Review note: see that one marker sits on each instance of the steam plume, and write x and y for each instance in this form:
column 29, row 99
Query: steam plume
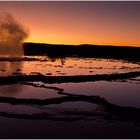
column 11, row 30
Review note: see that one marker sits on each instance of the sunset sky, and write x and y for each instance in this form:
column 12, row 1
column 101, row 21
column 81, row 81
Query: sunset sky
column 107, row 23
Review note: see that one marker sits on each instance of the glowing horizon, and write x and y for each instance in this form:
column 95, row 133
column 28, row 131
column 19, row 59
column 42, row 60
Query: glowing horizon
column 100, row 23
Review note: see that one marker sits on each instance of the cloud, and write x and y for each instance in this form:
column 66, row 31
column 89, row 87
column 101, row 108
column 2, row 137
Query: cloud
column 11, row 30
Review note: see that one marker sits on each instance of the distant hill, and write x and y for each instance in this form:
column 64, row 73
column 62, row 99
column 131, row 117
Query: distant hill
column 84, row 50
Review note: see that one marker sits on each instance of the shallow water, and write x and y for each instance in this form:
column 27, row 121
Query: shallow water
column 82, row 109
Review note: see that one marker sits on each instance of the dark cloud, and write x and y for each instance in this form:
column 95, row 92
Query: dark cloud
column 11, row 30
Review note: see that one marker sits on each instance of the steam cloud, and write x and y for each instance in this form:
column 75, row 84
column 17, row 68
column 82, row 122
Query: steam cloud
column 11, row 30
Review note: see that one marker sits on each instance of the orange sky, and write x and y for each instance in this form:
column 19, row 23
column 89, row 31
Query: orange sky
column 108, row 23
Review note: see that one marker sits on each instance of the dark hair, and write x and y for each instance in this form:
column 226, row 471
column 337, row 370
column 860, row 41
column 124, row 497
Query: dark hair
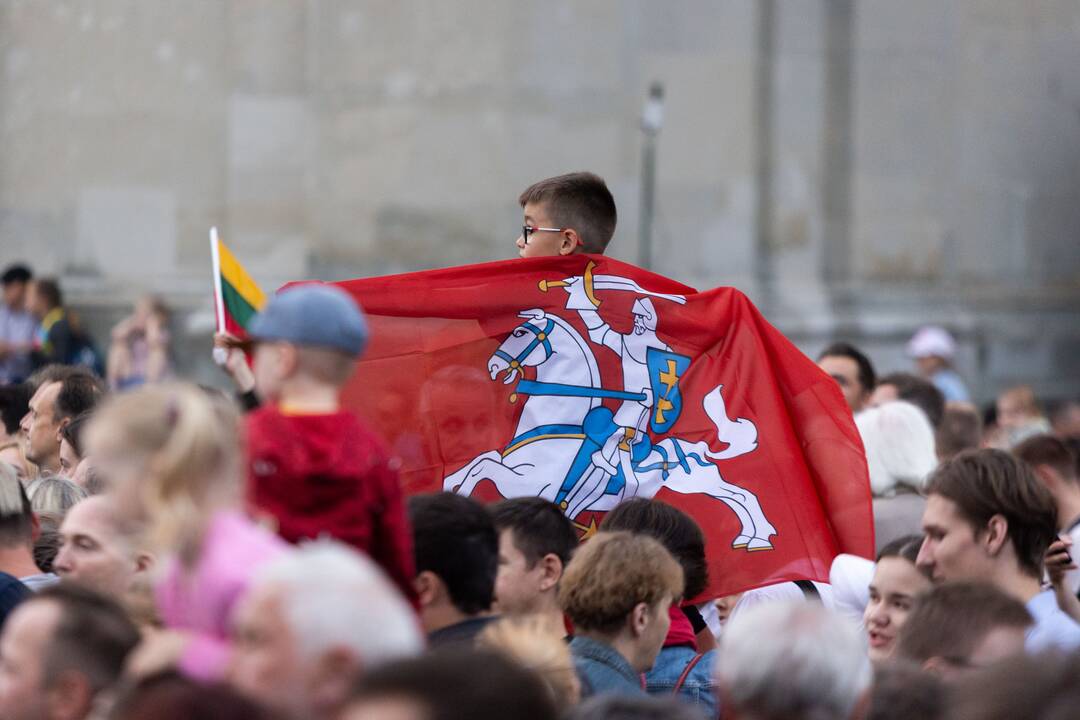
column 79, row 393
column 949, row 621
column 919, row 392
column 903, row 691
column 580, row 201
column 866, row 376
column 454, row 538
column 961, row 430
column 448, row 684
column 986, row 483
column 171, row 696
column 16, row 273
column 1049, row 450
column 49, row 288
column 14, row 404
column 16, row 514
column 93, row 636
column 540, row 528
column 906, row 547
column 676, row 531
column 628, row 707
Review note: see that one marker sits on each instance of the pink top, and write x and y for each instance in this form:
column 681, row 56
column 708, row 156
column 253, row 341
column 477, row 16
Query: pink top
column 201, row 601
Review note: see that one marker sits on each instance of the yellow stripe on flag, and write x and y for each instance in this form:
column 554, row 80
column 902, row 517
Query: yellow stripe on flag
column 233, row 273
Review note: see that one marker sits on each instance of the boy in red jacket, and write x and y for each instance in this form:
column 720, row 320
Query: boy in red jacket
column 312, row 466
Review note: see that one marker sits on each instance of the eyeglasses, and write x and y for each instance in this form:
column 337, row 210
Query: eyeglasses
column 526, row 231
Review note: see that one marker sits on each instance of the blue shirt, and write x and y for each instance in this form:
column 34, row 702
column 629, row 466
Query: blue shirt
column 1053, row 629
column 603, row 670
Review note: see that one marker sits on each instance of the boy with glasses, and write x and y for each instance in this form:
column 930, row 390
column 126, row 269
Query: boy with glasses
column 566, row 215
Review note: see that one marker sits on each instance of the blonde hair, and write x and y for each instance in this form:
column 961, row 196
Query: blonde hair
column 529, row 641
column 188, row 446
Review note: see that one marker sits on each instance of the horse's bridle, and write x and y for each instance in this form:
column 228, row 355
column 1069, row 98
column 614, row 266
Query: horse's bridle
column 541, row 338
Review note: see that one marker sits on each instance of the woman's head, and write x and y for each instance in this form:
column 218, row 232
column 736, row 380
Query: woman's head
column 896, row 583
column 166, row 453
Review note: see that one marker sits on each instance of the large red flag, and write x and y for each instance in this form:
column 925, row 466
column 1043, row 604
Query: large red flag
column 585, row 380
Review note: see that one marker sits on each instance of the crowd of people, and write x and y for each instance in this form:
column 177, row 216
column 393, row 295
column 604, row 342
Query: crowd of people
column 173, row 551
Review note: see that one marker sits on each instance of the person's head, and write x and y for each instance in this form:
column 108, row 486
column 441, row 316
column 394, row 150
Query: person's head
column 58, row 650
column 1036, row 688
column 852, row 370
column 958, row 626
column 675, row 530
column 536, row 542
column 13, row 281
column 900, row 446
column 792, row 661
column 1054, row 464
column 99, row 551
column 312, row 621
column 530, row 642
column 918, row 391
column 14, row 405
column 961, row 429
column 172, row 696
column 895, row 585
column 904, row 691
column 457, row 557
column 309, row 335
column 169, row 452
column 478, row 684
column 987, row 518
column 44, row 295
column 618, row 588
column 566, row 214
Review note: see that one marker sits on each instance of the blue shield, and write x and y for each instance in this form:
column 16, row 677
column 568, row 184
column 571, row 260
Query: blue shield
column 665, row 370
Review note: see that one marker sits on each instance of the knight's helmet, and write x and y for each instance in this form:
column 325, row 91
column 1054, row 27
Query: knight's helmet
column 643, row 308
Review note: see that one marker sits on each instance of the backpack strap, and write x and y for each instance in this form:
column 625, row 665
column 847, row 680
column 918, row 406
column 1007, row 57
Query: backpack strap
column 686, row 673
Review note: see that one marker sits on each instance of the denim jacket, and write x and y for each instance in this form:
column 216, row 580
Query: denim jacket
column 603, row 670
column 698, row 689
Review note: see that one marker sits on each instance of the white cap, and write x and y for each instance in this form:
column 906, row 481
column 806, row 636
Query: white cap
column 932, row 341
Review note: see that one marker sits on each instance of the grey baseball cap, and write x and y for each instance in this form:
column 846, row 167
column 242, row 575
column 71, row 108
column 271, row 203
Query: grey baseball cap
column 314, row 315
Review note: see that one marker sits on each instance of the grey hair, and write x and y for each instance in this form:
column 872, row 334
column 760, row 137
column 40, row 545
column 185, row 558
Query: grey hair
column 793, row 661
column 334, row 597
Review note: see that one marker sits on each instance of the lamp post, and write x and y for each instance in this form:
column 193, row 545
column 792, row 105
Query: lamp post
column 652, row 119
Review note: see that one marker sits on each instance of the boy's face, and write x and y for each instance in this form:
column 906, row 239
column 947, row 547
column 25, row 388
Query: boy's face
column 544, row 243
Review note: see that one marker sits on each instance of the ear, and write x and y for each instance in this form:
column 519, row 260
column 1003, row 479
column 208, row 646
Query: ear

=-=-=-=-=

- Written problem
Return the records exactly. Don't carry the pictures over.

- Answer to this exercise
Review note: see that one marker sits on each instance of the steam plume, and write x and y for each instance in this form:
column 29, row 99
Query: steam plume
column 11, row 30
Review note: see that one marker sits on each instance of the sunset sky, and write x and y for each instance in this form:
column 12, row 1
column 101, row 21
column 81, row 81
Query: sunset sky
column 107, row 23
Review note: see that one marker sits on each instance of the glowing horizon, and write x and y for each instance in this form:
column 95, row 133
column 28, row 131
column 19, row 59
column 42, row 60
Query: glowing horizon
column 100, row 23
Review note: see that one marker sits on each instance of the cloud, and write x and y for each instance in this form:
column 66, row 31
column 89, row 87
column 101, row 108
column 2, row 137
Query: cloud
column 11, row 30
Review note: see that one marker sits on each instance of the distant hill, and write x and y for each instance in this form:
column 64, row 73
column 62, row 99
column 131, row 117
Query: distant hill
column 84, row 50
Review note: see that one marker sits on each instance of the shallow water, and write x and y for each instance in this form:
column 27, row 121
Query: shallow water
column 82, row 109
Review note: see that one marker sits on each instance of the dark cloud, and write x and y for each instance in this form:
column 95, row 92
Query: dark cloud
column 11, row 30
Review note: see that one marker sits on each instance of the steam cloud, and write x and y for each instance in this form:
column 75, row 84
column 17, row 68
column 82, row 122
Query: steam cloud
column 11, row 30
Review note: see that one marker sits on each instance of the orange sky, and write x and y for each instance in this form:
column 19, row 23
column 89, row 31
Query: orange sky
column 108, row 23
Review note: see that one marker sits on each instance of the dark hair, and write x and y for each instance in this form:
column 226, row 471
column 337, row 370
column 860, row 41
column 124, row 497
Query: dark hair
column 79, row 393
column 949, row 621
column 919, row 392
column 903, row 691
column 580, row 201
column 866, row 376
column 454, row 538
column 961, row 430
column 448, row 684
column 986, row 483
column 171, row 696
column 16, row 273
column 1049, row 450
column 49, row 288
column 14, row 404
column 16, row 514
column 93, row 636
column 540, row 528
column 906, row 547
column 676, row 531
column 628, row 707
Review note: see that one marker sits on each instance of the pink top, and write x and y for each instance in this form:
column 681, row 56
column 708, row 156
column 253, row 341
column 477, row 16
Query: pink top
column 201, row 601
Review note: see that one marker sits on each instance of the yellow stripe on flag, and write x and y for each instance in this form:
column 554, row 80
column 902, row 517
Query: yellow stripe on flag
column 233, row 273
Review note: see that one marker sits on each instance of the boy in red jacket, and write x and y for each instance in this form:
column 720, row 320
Query: boy in red jacket
column 312, row 466
Review note: see that one marker sits on each instance of the eyeglasses, and write x and y for each instance in this form:
column 337, row 210
Query: eyeglasses
column 526, row 231
Review note: see that one marker sits on each instance of the blue shirt, and write x and y for each instance in this form:
column 34, row 702
column 629, row 466
Query: blue shirt
column 1053, row 629
column 603, row 670
Review note: see that one marker sits on each instance of the boy with glasses, and write x and y for each instance in this form:
column 930, row 390
column 126, row 269
Query: boy with glasses
column 566, row 215
Review note: see that one marker sits on each instance of the blonde hair, and write x and y for each instance in this form:
column 961, row 196
Query: blonde hair
column 529, row 641
column 188, row 446
Review note: see that one marker sits on each instance of the horse's bridle, and write x and y for each instance in this form:
column 228, row 355
column 1069, row 98
column 614, row 266
Query: horse's bridle
column 541, row 338
Review note: see that one marker sits on each instance of the woman's head, and write x and y for each instance in this form:
column 218, row 232
column 736, row 380
Query: woman's head
column 896, row 583
column 166, row 453
Review note: see that one marker sits on each instance of the large red flag, and write x and y for each instance in this form:
column 925, row 466
column 1043, row 604
Query: large red flag
column 585, row 380
Review note: see that one marker sits on each instance of the crowd of people, and write x and y for each instance in this form:
column 177, row 216
column 393, row 295
column 604, row 342
Query: crowd of people
column 173, row 551
Review note: see that one marker sits on each instance of the person's head, and write x and y for each instance in this form:
column 108, row 486
column 441, row 316
column 394, row 150
Query: person's head
column 58, row 650
column 1036, row 688
column 852, row 370
column 958, row 626
column 675, row 530
column 536, row 542
column 13, row 281
column 900, row 446
column 792, row 661
column 1054, row 464
column 99, row 551
column 312, row 621
column 530, row 642
column 918, row 391
column 14, row 405
column 961, row 429
column 172, row 696
column 895, row 585
column 904, row 691
column 457, row 557
column 309, row 335
column 169, row 452
column 478, row 684
column 987, row 518
column 44, row 295
column 618, row 588
column 566, row 214
Review note: see that one marker sits on each instance of the blue shield, and write x and y for each instance in this form:
column 16, row 677
column 568, row 184
column 571, row 260
Query: blue shield
column 665, row 370
Review note: see that one marker sits on each instance of the knight's helmet, and write x and y for each instance in this form:
column 325, row 91
column 1054, row 27
Query: knight's helmet
column 643, row 308
Review note: see that one marker sits on each instance of the backpack strap, and write x and y for each instance in this form:
column 625, row 665
column 847, row 680
column 918, row 406
column 1007, row 57
Query: backpack strap
column 686, row 673
Review note: see that one marker sits on each instance of the denim jacket, and write x and y for each instance in this form:
column 216, row 580
Query: denim jacket
column 603, row 670
column 698, row 689
Review note: see that one marker sits on each instance of the white cap, and write x and y for each instance in this form:
column 906, row 481
column 806, row 636
Query: white cap
column 932, row 341
Review note: see that one marker sits on each instance of the grey baseball cap, and write x and y for each instance in this form:
column 846, row 167
column 242, row 575
column 71, row 108
column 271, row 203
Query: grey baseball cap
column 314, row 315
Review note: see that one marker sits on each instance of the grey hair, and write x and y for each instance in this form:
column 872, row 334
column 760, row 137
column 40, row 545
column 185, row 558
Query: grey hair
column 793, row 661
column 334, row 597
Review note: see that one marker sits on each instance of the lamp post, and write x and y for each instance in this form:
column 193, row 545
column 792, row 105
Query: lamp post
column 652, row 119
Review note: see that one marker sits on each instance of the boy's face, and write x and y for each instance in this form:
column 906, row 239
column 947, row 547
column 25, row 388
Query: boy's face
column 544, row 243
Review note: see that one marker sits on each instance of the ear, and write x and y for each instance in this form:
column 519, row 260
column 1003, row 479
column 208, row 646
Query: ear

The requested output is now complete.